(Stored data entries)
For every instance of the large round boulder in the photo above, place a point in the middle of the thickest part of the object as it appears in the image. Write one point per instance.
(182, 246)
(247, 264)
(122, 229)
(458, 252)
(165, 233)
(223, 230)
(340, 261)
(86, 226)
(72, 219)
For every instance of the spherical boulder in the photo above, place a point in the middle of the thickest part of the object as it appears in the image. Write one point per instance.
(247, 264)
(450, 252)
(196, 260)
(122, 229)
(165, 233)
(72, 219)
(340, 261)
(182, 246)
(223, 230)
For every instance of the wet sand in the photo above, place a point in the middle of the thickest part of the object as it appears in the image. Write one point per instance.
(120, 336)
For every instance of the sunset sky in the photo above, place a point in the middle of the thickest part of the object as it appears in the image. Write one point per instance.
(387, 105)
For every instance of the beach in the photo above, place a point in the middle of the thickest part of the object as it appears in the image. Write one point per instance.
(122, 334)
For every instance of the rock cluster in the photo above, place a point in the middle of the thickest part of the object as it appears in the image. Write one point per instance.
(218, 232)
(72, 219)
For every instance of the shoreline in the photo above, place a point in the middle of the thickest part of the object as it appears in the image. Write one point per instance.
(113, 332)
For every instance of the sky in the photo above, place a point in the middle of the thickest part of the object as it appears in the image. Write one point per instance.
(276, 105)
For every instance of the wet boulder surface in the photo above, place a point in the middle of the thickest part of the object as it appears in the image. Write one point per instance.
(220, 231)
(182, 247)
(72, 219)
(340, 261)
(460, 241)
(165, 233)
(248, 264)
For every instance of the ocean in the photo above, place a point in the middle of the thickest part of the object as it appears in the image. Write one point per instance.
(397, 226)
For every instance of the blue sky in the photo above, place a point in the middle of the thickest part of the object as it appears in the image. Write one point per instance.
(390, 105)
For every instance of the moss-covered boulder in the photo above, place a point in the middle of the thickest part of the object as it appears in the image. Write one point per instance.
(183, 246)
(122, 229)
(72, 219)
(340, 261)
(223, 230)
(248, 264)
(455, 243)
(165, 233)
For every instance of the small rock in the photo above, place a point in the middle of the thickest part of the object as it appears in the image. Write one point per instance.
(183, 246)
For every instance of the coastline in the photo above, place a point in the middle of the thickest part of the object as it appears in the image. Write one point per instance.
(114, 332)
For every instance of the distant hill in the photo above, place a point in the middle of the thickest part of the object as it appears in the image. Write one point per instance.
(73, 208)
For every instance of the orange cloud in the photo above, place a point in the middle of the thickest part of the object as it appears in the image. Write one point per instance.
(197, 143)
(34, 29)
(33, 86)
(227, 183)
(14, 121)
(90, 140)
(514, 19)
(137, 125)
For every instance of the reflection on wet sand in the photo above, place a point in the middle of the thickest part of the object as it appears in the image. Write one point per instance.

- [Job]: Retype all of the rows above, changing nothing in any of them.

- [Full output]:
For every instance of the large round boulder in the photo above, place a point in the middle of the thickest part of the object as it appears in the image. Write one point per instance.
(182, 246)
(247, 264)
(122, 229)
(458, 252)
(165, 233)
(223, 230)
(340, 261)
(86, 226)
(72, 219)
For every instance of the spherical boulder in the photo above, place a point in the middle of the thickest part of the object as it appears in the image. Write one point per instance.
(247, 264)
(450, 252)
(196, 260)
(122, 229)
(165, 233)
(72, 219)
(340, 261)
(182, 246)
(223, 230)
For every instance of the wet sand in the photo above, place a point in the middle of the thickest part of the object as it appears in the image. Write one point per instance.
(120, 336)
For every instance of the sunset sky in the photo above, place a point in the middle of the thickest part of the object as it appears in the image. Write one point per instance.
(387, 105)
For every instance of the beach in the photo above, place a point in the middle of the thickest part of the object as it appears in the image. Write one point per instance.
(122, 334)
For every instance of the rock cluster in the photo above, place a point in the middle of the thickest part of the object as it appears in the image. Write one point per instance.
(218, 232)
(72, 219)
For every instance of the shoreline in the photo above, place a point in the middle of the thickest part of the object as it appears in the image. Write one point per instance.
(113, 332)
For every instance of the sky in the photo above, place a point in the middle of the thickest part of the object as it appears in the image. Write one point per instance.
(276, 105)
For every instance of the wet boulder surface in the photo above, place a point in the middle of the thickest part of the object as it appears in the image. Write one point per instance.
(220, 231)
(182, 247)
(72, 219)
(340, 261)
(460, 241)
(165, 233)
(248, 264)
For every instance of the ocean in the photo above, place a point in the middle of the thickest part of the object as it appears in the image. Write one point per instance.
(397, 226)
For every instance of the blue sky in the photo above, place a point in the middle of the thickest part of the object as it appears in the image. Write one point per instance.
(390, 105)
For every instance of the moss-covered boulder in the photo above, place a point in the middle of the thickest part of the object as it appears in the image. Write one point per instance.
(183, 246)
(122, 229)
(72, 219)
(340, 261)
(223, 230)
(248, 264)
(455, 243)
(165, 233)
For every instance of the small rock in the photo above, place a point in the middle of the thickest part of the object as it appears in the image. Write one point per instance.
(183, 246)
For every instance of the coastline in the photo above, place a point in the middle of the thickest part of the object as it appears in the image. Write one point per instance.
(114, 332)
For every instance of the distant hill in the photo above, place a point in the middle of the thickest part of the object as it appears in the image. Write one point per instance.
(73, 208)
For every instance of the orange cloud in the photo above, place a point in the middle of the thickest part of the object as it appears in the image. Write one point per instance.
(197, 143)
(34, 29)
(33, 86)
(227, 183)
(14, 121)
(90, 140)
(514, 19)
(137, 125)
For every instance of the reflection on wet sand in the photo above, place a point in the middle of the thickest part of the object as it appears in the image. Write one point per instance.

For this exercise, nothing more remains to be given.